WHAT THE TASK ASKS:
Please report each line in the records below that contains the word "distant". Case counts.

(Entries from an annotation dataset)
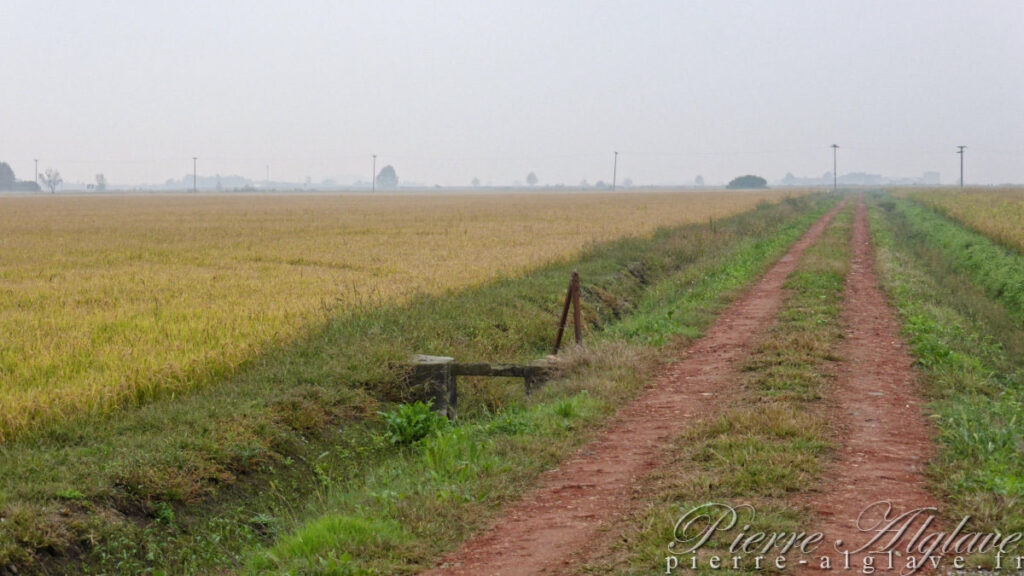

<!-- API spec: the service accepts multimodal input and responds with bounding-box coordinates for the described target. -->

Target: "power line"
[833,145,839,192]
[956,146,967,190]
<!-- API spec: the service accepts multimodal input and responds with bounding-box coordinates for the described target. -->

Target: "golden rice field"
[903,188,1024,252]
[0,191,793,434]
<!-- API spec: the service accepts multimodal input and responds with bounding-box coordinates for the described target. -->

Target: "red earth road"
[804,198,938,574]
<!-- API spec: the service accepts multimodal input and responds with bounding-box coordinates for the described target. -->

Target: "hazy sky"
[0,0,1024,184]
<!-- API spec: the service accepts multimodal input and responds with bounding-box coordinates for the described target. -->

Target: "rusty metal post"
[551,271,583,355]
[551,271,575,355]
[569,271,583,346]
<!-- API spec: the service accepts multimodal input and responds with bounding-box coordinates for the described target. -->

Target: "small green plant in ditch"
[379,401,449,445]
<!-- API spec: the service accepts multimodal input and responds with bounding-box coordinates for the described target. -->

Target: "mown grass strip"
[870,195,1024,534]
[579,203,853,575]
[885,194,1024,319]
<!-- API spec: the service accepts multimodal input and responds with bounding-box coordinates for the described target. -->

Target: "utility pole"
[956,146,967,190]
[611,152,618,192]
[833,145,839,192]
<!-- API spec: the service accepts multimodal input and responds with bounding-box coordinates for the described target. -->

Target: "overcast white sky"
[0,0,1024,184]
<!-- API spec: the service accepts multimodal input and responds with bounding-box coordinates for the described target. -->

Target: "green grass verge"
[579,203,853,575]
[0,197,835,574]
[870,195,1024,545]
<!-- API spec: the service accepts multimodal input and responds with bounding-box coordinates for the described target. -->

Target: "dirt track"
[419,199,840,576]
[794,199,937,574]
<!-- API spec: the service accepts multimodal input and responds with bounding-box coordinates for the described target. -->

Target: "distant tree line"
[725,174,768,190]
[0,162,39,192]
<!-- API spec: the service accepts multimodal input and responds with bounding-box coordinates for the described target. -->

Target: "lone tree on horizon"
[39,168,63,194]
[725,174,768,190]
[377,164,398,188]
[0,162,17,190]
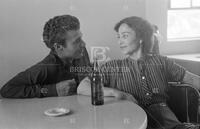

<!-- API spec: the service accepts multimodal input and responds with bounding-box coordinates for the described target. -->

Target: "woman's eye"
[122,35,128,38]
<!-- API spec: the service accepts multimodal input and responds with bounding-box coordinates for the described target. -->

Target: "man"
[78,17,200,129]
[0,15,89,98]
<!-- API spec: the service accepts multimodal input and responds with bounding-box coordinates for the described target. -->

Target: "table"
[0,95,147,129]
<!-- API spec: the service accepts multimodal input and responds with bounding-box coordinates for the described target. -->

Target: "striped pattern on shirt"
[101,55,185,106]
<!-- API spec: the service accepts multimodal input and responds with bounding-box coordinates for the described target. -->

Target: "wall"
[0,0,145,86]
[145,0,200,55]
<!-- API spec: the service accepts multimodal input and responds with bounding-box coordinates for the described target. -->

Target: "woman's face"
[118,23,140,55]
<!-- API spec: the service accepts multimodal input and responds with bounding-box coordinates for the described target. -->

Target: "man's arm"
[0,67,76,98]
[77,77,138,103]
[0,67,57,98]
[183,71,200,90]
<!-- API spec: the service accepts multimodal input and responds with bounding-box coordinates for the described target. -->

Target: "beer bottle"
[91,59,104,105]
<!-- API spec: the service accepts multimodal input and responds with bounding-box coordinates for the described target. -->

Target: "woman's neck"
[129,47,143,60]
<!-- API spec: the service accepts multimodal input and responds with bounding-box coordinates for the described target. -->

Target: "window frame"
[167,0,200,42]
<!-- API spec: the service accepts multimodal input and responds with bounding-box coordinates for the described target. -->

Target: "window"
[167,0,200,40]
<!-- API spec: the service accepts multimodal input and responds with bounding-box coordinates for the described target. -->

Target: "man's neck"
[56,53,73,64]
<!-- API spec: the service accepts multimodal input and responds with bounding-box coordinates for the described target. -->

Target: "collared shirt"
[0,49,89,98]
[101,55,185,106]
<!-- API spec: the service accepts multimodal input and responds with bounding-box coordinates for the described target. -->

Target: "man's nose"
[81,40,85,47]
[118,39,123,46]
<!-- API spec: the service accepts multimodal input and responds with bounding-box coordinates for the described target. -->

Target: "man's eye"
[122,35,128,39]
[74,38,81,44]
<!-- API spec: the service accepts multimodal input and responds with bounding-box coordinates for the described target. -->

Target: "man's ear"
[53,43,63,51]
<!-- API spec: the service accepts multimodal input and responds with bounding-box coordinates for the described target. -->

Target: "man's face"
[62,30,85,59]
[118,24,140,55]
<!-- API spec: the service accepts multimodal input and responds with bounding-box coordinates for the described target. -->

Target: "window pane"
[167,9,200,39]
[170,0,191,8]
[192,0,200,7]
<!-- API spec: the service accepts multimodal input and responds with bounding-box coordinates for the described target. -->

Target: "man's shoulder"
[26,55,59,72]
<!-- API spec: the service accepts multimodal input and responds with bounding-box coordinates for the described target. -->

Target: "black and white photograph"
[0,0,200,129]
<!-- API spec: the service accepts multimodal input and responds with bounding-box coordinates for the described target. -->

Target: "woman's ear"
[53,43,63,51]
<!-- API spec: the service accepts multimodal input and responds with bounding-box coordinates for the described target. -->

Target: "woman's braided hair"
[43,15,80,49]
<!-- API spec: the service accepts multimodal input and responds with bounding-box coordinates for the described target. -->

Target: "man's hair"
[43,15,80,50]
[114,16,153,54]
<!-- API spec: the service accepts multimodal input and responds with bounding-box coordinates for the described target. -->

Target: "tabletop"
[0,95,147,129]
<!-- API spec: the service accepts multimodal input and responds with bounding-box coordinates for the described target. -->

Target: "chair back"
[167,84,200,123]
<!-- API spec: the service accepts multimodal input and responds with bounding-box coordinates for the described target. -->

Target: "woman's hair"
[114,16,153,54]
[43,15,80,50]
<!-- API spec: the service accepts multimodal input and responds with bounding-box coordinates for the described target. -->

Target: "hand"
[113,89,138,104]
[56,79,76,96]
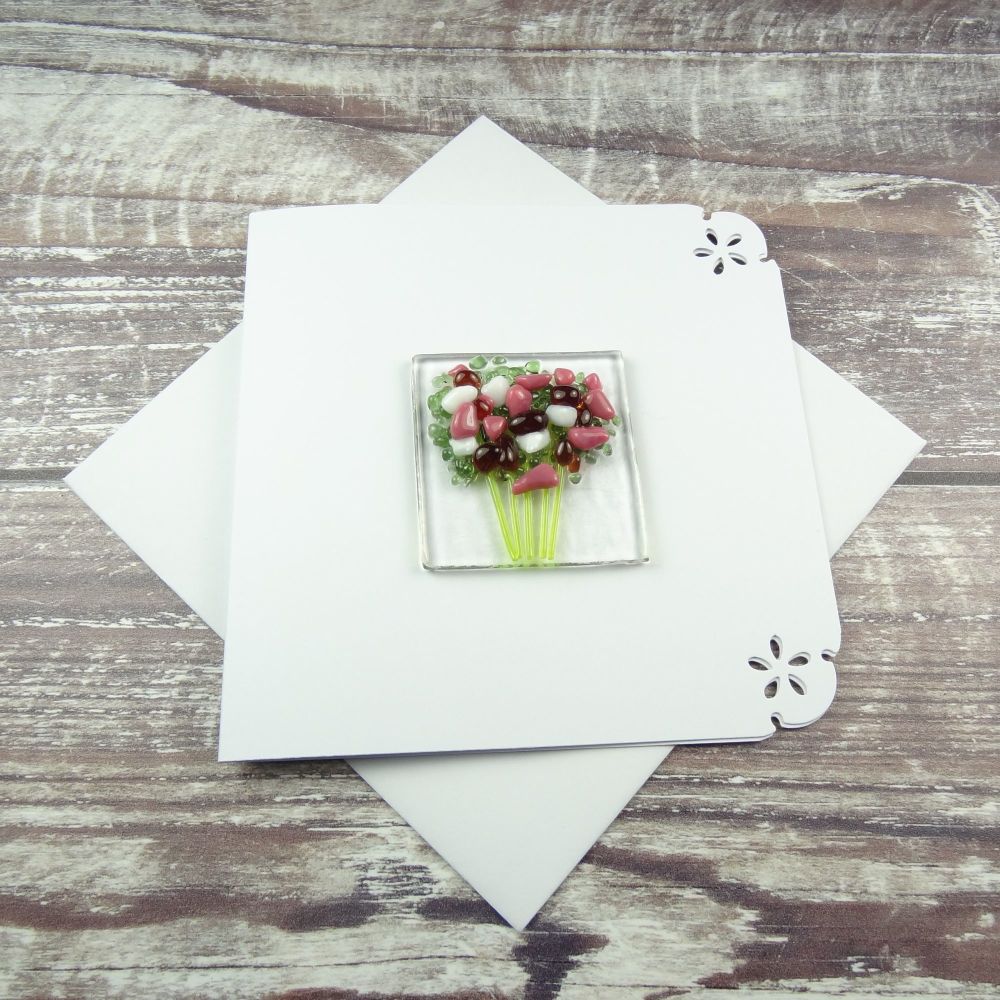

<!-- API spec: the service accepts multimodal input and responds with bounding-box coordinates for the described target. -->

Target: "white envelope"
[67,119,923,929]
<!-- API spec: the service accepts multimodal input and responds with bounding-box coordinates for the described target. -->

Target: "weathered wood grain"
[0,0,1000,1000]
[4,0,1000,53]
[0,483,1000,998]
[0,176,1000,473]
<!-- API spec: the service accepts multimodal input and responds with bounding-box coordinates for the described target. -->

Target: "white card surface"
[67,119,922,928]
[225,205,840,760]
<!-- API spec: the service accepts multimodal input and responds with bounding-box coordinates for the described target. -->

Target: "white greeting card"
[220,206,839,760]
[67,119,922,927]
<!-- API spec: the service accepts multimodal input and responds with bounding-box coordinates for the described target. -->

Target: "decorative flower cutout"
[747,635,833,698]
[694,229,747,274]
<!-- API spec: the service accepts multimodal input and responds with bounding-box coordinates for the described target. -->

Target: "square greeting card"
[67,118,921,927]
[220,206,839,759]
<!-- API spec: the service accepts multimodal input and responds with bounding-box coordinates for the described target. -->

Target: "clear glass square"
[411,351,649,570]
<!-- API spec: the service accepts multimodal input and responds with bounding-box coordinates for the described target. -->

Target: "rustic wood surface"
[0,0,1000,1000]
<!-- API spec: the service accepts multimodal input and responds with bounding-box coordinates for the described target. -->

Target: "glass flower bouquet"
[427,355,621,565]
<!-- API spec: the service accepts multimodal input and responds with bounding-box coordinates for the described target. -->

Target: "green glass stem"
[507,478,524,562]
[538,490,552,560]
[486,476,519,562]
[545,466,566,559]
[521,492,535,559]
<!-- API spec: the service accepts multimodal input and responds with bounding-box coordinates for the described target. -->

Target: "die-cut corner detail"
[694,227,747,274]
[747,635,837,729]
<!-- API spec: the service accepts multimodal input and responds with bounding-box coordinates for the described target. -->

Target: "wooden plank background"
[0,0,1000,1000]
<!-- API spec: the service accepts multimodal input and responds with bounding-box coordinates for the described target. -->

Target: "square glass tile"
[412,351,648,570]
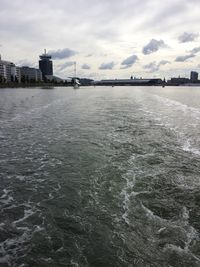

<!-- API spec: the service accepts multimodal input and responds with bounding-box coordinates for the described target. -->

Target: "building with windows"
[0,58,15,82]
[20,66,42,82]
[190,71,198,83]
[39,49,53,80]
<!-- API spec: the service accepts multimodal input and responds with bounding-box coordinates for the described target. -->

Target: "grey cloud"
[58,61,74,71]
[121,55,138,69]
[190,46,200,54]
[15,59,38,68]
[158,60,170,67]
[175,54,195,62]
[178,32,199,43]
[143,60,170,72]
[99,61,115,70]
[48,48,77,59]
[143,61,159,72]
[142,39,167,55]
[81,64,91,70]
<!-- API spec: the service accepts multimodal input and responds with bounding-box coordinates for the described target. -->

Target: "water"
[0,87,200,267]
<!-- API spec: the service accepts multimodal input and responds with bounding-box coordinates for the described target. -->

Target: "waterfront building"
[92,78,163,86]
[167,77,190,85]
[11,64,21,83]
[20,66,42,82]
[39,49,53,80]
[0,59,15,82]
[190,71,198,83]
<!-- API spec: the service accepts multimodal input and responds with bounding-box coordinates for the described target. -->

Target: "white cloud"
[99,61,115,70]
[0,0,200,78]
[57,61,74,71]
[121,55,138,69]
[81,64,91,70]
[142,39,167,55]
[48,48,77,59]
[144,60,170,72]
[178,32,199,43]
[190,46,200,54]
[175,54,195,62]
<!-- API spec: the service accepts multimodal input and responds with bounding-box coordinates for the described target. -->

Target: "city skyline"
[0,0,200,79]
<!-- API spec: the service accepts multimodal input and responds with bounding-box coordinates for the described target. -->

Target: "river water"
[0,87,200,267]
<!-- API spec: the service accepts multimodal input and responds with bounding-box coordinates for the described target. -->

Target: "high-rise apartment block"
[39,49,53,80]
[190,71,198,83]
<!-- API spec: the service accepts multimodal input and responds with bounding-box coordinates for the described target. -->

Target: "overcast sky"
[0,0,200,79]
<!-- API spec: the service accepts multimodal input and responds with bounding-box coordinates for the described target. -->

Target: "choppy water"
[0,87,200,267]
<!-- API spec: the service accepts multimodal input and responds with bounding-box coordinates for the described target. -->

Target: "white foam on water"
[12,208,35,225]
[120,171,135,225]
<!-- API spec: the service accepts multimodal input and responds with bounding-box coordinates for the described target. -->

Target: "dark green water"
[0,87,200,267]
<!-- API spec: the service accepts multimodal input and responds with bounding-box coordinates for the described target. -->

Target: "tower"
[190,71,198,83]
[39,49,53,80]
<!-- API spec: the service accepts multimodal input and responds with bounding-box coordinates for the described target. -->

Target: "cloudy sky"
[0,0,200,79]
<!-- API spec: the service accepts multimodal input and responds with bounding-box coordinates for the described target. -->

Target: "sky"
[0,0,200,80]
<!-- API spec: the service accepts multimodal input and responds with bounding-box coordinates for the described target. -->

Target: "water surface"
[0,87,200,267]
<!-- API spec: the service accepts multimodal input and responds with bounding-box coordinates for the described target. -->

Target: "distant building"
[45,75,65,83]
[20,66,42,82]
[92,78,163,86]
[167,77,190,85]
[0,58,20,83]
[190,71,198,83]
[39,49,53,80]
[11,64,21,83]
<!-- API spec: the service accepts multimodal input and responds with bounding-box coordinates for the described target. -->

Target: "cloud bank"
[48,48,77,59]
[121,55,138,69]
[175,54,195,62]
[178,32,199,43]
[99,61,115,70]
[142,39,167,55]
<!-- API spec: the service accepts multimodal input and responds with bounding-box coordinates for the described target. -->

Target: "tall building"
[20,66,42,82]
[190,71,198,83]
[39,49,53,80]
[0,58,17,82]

EXERCISE ANSWER:
Target: "distant tree line"
Target: "distant building"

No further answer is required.